* **What to do**
Return the text about Linda Hyden's first vote exactly as it appears, starting at "By Sojourner Ahebee" and ending at "the Great Migration.".

* **Text segment**
____

By Sojourner Ahebee | Votebeat
Linda Hyden cast her first ballot shortly before the passage of the 1965 Voting Rights Act. The year was 1964, and she had recently moved to Philadelphia. She was 20 at the time and remembers voting for Lyndon B. Johnson in that presidential election.
“I was 16-years-old when I left North Carolina,” recalled the 75-year-old Philadelphia resident.
Hyden is one of the six million African Americans who left the rural south between 1916 and 1970 in the advent of the Great Migration.
Though the 19th Amendment granted Black women in the United States the right to vote, voter disenfranchisement in the South persisted into the late 60s. It was common for white election officials in the south to tell Black voters they got the election day or polling location wrong. And Hyden is from the same rural south that instituted literacy tests as a way to disenfranchise Black voters from casting their ballots.
That means theoretically, by law, Hyden would have been eligible to vote in North Carolina when she turned 18. When she moved to Philadelphia and could take part in the next Presidential Election, she was free of the many voter intimidation tactics that characterized the south.

____

* **Dataset extract**
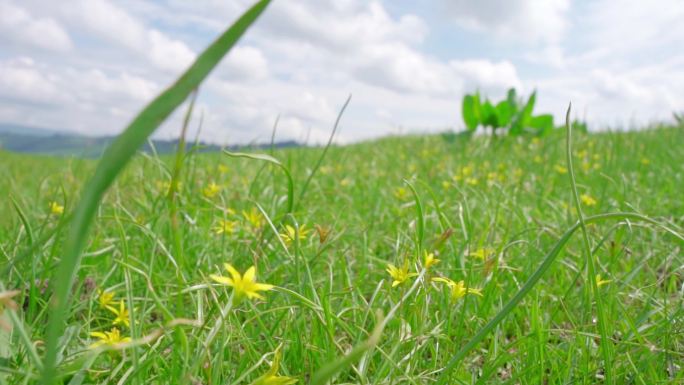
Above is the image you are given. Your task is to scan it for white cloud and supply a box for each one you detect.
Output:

____

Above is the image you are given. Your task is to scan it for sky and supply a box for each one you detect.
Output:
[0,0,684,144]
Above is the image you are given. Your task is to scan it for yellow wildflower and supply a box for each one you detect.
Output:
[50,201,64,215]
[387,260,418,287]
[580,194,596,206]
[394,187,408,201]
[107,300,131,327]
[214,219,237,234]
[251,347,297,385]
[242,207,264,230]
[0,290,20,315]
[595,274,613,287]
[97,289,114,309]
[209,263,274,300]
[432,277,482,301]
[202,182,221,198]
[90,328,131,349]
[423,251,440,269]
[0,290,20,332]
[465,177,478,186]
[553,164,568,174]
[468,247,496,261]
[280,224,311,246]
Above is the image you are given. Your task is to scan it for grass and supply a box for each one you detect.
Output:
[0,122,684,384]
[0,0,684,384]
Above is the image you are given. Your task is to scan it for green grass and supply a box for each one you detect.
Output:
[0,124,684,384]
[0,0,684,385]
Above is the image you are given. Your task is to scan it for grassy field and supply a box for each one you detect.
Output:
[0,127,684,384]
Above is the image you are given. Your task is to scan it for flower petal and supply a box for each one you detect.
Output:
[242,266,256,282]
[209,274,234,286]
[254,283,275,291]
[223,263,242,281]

____

* **Output of the task**
By Sojourner Ahebee | Votebeat
Linda Hyden cast her first ballot shortly before the passage of the 1965 Voting Rights Act. The year was 1964, and she had recently moved to Philadelphia. She was 20 at the time and remembers voting for Lyndon B. Johnson in that presidential election.
“I was 16-years-old when I left North Carolina,” recalled the 75-year-old Philadelphia resident.
Hyden is one of the six million African Americans who left the rural south between 1916 and 1970 in the advent of the Great Migration.